***** TASK DATA *****

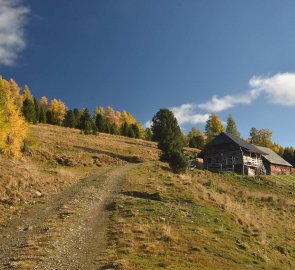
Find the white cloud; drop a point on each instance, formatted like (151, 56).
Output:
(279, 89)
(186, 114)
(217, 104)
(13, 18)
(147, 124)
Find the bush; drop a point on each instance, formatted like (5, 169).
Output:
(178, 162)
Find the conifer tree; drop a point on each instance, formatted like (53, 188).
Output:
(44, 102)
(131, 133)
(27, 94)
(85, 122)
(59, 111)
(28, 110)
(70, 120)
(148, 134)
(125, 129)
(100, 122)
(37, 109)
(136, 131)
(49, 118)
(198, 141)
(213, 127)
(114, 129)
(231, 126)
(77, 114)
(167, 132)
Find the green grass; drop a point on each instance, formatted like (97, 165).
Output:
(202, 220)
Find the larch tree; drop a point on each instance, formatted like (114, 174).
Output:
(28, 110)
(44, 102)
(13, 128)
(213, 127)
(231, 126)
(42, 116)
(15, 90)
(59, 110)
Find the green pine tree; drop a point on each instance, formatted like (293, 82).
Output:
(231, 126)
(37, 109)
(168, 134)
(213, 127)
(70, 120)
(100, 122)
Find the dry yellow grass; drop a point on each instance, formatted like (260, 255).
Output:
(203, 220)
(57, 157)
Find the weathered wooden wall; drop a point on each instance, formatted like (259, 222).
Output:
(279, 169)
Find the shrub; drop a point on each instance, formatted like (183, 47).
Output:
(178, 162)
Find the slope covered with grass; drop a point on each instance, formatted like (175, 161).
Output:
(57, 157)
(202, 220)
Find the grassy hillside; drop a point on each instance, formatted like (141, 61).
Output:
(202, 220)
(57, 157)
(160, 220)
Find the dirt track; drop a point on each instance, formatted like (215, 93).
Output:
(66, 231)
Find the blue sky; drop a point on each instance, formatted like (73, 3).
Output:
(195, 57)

*****

_TASK REQUIREMENTS_
Copy nothing past the line containing "Find the conifer": reproduce every line from the start of the records up to it, skipping pictures.

_FINAL ANSWER_
Find the white cloud; drop a point on each instance, formatted like (151, 56).
Output:
(279, 89)
(186, 114)
(217, 104)
(13, 18)
(147, 124)
Find the bush; drop a point on each instance, formatted like (5, 169).
Output:
(178, 162)
Find the conifer tree; drop a point on each instance, formatted like (53, 188).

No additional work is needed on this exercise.